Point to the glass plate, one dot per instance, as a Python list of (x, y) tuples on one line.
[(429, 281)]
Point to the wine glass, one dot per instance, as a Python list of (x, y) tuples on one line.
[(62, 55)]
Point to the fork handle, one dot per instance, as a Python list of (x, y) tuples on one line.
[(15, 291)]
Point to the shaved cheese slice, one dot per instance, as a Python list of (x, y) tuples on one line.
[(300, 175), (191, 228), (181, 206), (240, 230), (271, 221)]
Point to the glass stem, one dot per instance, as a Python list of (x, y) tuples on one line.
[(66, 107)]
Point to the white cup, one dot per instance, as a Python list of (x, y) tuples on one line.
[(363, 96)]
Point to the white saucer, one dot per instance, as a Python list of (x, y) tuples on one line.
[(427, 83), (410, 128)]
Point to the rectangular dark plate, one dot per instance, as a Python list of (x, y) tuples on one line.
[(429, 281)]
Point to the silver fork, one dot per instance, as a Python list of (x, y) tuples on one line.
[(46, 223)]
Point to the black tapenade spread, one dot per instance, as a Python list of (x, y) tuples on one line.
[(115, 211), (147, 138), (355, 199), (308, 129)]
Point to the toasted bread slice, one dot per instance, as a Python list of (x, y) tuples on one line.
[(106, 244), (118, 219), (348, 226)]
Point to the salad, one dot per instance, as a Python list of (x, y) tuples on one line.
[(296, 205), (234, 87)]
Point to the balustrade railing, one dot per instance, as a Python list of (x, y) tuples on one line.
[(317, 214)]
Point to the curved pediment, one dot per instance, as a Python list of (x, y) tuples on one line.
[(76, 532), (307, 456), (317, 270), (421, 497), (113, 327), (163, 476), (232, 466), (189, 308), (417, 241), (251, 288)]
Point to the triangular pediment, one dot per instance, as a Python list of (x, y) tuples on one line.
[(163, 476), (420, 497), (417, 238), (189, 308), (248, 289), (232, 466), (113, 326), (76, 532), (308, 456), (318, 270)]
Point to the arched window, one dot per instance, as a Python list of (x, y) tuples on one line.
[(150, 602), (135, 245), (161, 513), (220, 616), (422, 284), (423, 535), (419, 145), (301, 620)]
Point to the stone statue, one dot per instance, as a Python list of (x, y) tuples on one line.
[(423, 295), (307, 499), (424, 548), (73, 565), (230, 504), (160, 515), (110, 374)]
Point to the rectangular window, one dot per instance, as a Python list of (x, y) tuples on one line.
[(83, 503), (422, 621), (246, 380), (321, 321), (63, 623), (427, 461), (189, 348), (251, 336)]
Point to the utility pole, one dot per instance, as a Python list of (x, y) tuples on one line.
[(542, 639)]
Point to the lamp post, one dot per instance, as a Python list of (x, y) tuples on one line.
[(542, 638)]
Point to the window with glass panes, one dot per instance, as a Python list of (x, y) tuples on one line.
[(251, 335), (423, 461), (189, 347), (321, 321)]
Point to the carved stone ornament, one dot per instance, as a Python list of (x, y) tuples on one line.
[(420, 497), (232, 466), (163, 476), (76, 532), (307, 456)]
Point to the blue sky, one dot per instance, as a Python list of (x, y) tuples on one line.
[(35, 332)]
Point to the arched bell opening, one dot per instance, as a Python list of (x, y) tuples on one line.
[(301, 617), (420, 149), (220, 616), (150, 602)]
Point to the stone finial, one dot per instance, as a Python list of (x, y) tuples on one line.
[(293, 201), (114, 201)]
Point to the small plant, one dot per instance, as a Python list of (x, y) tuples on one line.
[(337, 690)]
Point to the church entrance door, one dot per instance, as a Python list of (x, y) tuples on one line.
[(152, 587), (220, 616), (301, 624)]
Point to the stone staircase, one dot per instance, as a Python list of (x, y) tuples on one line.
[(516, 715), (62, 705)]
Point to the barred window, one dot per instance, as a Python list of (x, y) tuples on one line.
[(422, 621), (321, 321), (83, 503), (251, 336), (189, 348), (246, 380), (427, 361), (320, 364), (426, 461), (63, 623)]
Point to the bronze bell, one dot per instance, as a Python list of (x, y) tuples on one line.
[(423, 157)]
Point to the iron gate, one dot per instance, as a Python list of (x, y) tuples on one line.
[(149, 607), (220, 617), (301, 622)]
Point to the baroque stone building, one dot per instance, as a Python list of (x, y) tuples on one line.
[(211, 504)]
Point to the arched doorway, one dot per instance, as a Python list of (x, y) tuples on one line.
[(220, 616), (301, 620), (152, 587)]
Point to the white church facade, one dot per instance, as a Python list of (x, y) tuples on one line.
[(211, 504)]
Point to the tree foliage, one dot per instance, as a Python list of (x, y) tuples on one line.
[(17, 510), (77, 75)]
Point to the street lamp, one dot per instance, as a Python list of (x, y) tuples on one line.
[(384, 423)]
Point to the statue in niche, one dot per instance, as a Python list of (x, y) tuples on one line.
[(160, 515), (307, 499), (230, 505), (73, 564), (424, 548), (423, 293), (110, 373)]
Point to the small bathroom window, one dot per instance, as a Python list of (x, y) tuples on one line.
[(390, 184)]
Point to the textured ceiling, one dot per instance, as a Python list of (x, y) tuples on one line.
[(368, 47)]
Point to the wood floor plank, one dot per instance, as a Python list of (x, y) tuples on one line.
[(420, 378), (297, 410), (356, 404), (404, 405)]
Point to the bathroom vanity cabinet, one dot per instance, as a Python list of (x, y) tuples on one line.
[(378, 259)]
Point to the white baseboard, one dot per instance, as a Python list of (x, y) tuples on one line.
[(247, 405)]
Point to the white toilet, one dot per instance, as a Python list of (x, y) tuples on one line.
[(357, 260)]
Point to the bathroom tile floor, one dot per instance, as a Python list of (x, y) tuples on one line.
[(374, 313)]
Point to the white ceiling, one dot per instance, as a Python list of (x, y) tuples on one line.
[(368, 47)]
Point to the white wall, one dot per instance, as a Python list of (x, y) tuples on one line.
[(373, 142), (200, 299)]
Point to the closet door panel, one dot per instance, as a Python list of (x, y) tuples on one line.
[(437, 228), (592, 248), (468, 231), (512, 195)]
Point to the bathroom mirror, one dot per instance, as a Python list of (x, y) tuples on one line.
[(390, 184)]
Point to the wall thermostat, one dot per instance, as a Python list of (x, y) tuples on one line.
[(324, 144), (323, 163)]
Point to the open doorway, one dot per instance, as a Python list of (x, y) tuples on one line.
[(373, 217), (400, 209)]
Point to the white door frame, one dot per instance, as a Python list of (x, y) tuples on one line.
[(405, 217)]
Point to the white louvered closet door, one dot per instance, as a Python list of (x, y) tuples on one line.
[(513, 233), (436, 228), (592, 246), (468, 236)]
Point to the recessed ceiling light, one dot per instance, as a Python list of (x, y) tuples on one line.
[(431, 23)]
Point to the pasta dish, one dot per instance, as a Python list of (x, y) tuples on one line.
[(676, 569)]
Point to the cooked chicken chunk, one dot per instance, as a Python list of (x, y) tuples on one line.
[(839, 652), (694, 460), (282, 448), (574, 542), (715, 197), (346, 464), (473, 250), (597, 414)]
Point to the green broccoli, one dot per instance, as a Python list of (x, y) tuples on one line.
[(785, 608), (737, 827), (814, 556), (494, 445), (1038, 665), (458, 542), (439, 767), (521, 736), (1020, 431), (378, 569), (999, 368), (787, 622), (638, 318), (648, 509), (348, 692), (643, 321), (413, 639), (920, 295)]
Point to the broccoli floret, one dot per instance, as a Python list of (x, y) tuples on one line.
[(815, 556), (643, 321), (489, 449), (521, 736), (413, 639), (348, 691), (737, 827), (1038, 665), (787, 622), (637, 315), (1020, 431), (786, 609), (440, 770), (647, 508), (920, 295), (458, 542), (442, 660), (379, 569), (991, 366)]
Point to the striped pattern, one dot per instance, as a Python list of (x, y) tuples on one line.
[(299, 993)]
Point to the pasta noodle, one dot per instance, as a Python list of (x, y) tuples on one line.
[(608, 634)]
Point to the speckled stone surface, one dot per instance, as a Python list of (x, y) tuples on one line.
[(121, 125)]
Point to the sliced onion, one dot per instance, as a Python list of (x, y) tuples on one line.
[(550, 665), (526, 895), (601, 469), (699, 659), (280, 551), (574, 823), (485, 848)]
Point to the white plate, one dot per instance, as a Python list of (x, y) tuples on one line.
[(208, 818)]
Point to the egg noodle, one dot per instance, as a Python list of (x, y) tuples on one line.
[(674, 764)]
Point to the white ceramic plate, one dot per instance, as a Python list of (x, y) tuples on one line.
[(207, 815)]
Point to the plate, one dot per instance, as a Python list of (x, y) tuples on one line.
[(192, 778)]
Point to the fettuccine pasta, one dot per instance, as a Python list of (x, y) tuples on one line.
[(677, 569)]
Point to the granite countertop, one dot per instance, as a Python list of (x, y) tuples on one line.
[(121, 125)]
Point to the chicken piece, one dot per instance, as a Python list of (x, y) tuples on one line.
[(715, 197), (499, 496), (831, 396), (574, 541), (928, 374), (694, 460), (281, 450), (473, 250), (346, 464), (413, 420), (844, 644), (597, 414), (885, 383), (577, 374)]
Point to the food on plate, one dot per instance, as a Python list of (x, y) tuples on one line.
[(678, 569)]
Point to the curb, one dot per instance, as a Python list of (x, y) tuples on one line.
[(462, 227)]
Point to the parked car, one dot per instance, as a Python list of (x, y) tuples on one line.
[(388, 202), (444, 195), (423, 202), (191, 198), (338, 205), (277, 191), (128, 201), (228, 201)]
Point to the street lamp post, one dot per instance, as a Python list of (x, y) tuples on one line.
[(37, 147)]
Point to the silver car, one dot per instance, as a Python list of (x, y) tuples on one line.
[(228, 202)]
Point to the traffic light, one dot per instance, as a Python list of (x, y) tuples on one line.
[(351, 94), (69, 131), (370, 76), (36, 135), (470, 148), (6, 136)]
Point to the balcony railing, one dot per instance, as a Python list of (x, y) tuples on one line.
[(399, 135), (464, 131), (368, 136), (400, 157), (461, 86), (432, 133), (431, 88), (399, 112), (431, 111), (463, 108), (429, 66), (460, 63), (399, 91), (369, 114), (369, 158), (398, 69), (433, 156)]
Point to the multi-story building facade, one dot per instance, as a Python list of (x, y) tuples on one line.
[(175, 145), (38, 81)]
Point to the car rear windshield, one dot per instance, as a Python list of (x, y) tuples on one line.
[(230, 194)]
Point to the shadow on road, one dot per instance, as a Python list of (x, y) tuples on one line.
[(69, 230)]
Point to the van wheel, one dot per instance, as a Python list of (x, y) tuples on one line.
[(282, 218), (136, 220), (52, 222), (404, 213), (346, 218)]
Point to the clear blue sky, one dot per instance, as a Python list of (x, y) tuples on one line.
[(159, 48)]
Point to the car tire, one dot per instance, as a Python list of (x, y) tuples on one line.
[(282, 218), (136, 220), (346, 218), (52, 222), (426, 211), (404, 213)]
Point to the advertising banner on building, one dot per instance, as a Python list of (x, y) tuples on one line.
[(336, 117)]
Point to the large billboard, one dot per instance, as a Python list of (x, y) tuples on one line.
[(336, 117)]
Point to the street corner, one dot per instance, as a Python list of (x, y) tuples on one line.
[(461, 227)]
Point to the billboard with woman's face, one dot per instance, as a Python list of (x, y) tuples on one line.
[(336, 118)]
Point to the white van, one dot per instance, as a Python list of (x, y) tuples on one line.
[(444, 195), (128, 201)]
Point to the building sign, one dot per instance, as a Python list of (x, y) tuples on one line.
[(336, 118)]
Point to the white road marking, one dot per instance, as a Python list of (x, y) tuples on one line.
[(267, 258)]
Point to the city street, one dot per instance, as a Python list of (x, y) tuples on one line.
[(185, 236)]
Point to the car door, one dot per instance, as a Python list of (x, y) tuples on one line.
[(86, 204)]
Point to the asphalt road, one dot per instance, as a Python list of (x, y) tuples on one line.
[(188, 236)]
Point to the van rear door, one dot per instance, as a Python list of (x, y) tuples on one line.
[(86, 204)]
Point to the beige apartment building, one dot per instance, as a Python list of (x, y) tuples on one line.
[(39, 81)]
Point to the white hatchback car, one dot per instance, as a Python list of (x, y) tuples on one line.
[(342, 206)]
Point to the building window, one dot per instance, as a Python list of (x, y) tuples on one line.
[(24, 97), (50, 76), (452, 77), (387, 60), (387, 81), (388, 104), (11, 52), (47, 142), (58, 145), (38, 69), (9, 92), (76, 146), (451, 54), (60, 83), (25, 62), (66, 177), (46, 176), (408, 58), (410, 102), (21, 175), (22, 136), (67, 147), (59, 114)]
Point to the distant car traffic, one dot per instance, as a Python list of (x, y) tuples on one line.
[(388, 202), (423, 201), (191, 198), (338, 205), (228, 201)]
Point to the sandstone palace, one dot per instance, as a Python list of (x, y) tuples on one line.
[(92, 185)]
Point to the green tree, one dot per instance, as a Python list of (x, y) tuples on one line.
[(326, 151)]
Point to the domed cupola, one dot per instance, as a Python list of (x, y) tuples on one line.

### What is needed
Starting with the line that contains "Point to the distant", repeat each line through the last one exactly as it appears. Include both ends and nothing more.

### Output
Point to the distant car traffic, one dot per instance, as a Python list of (x, y) tuples on one line.
[(388, 202), (423, 201), (191, 198), (338, 205), (228, 201)]
Point to the sandstone palace, one dot per instance, as a Python list of (x, y) tuples on one line.
[(92, 185)]
Point to the green tree, one dot per instance, as a Python list of (x, y) tuples on one line.
[(326, 151)]
Point to the domed cupola, one dot per instance, as a Python list of (x, y) tuples on one line.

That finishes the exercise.